• _PASSAGE TO READ_
※

Restrictions relating to home and other personal offices

4-3 

  1. For the purposes of this section:
    personal office in relation to a licensee means an office from which the licensee provides real estate services, other than a related brokerage office, and includes an office that is in the residence of the licensee or any other person.
  2. The following rules apply if a licensee maintains a personal office from which the licensee provides real estate services:
    1. no sign may be placed outside the office or the building in which the office is located, or from where it is visible from outside the office or building, that indicates real estate services are provided from the office;
    2. the phone for the office must not be answered in the name of the related brokerage of the licensee;
    3. the licensee must not indicate the office address on any real estate advertising or on any other records relating to the provision of real estate services.

Division 2 – Licensee Names

Licensee Names

4-4 

  1. Brokerage – The licensee name of a brokerage is, as applicable,
    1. the legal name of the brokerage, unless another name is indicated on the brokerage licence under paragraph (b), or
    2. the trade name of the brokerage if this has been approved by the council, has been registered with the Registrar of Companies and is indicated on the brokerage licence.
  2. Individual licensees – The licensee name of a managing broker, associate broker or representative who is an individual is, as applicable,
    1. the legal name or a recognizable short form of the legal name of the individual, unless another name is approved under paragraph (b), or
    2. the name that is approved by the council.

      [09/09/2008 subsection (2) repealed and the above subsection (2) substituted effective 11/01/2008]
  3. Personal real estate corporation – The licensee name of a personal real estate corporation is the legal name of the corporation.

[09/09/2008 subsection (3) added effective 11/01/2008]

Licensee names must be indicated

4-5 

  1. A licensee must ensure that their licensee name is clearly indicated in the course of providing real estate services.
  2. In addition to the obligation under subsection (1), a managing broker, associate broker or representative must clearly indicate the licensee name of their related brokerage in the course of providing real estate services.

Division 3 – Advertising

4-6 

  1. A licensee must not publish real estate advertising unless it complies with this section.
  2. In all cases, the licensee name of the brokerage must be displayed in a prominent and easily readable way.

※

• _BRIEF 1_
Answer these questions from the real estate licensing rules:
(a) In whose name must the phone at a personal office not be answered?
(b) What is the licensee name of a personal real estate corporation?
(c) How must the brokerage's licensee name be displayed in real estate advertising?
• _BRIEF 2_
Write the next part of the real estate licensing rules, picking up after the last sentence shown.
The entries that follow have no connection to the real estate licensing rules.

• _MATERIAL SHOWN_
※

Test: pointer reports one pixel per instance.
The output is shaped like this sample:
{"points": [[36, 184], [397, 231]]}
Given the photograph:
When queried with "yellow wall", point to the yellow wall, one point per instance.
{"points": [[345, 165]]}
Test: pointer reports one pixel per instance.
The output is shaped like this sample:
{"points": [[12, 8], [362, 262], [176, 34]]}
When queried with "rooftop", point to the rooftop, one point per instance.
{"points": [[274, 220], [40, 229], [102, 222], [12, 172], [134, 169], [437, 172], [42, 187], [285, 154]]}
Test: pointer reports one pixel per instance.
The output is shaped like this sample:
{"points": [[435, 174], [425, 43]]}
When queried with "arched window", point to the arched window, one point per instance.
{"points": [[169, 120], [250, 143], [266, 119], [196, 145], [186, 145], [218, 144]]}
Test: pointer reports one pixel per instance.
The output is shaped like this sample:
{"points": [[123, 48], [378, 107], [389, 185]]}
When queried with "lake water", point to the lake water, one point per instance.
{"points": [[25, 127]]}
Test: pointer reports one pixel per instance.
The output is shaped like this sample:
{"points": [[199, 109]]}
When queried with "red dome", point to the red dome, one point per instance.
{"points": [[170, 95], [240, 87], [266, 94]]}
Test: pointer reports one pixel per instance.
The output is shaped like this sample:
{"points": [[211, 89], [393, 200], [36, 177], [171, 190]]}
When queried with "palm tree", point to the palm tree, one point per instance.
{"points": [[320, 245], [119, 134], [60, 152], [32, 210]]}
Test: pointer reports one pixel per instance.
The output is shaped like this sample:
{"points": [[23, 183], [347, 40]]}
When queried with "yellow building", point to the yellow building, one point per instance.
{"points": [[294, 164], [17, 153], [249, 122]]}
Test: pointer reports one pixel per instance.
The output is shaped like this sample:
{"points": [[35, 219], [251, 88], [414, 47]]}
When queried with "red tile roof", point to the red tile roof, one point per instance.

※

• _TASK ANSWER 1_
(a) The related brokerage of the licensee.
(b) The legal name of the corporation.
(c) In a prominent and easily readable way.

• _TASK ANSWER 2_
  3. If real estate advertising identifies a managing broker, associate broker or representative, this must be done
    1. if that person is an individual, by using the licensee name of the individual, or
    2. if that person is a personal real estate corporation or a controlling individual of a personal real estate corporation, by using the licensee name of the personal real estate corporation only.

      [09/09/2008 subsection (3) repealed and the above subsection (3) substituted effective 11/01/2008]
  4. If real estate advertising includes an office address for the licensee, this must be the address of the related brokerage office.
  5. If the council approves a team name for a group of related licensees, real estate advertising may also identify the group by this team name.

False or misleading advertising prohibited

4-7 A licensee must not publish real estate advertising that the licensee knows, or reasonably ought to know, contains a false or misleading statement or misrepresentation concerning real estate, a trade in real estate or the provision of real estate services.

[06/21/2011 section 4-7 repealed and the above section 4-7substituted effective 08/01/2011]

Advertising in relation to specific real estate

4-8 A licensee must not publish real estate advertising indicating that specific real estate is being offered for sale or other disposition unless the owner of the real estate, or an authorized agent of the owner, has consented to the advertising.

Part 5 - Relationships with Principals and Parties

Division 1 – Contractual Matters

Written service agreements required in some cases

5-1

  1. (1) Requirement for service agreement – Unless waived by the prospective client, a brokerage must have a written service agreement in accordance with this section if
    1. the brokerage is to provide trading services to an owner of real estate in relation to the offering of that real estate for sale or other disposition,
    2. the brokerage is to provide rental property management services to an owner of rental real estate, or
    3. the brokerage is to provide strata management services to a strata corporation.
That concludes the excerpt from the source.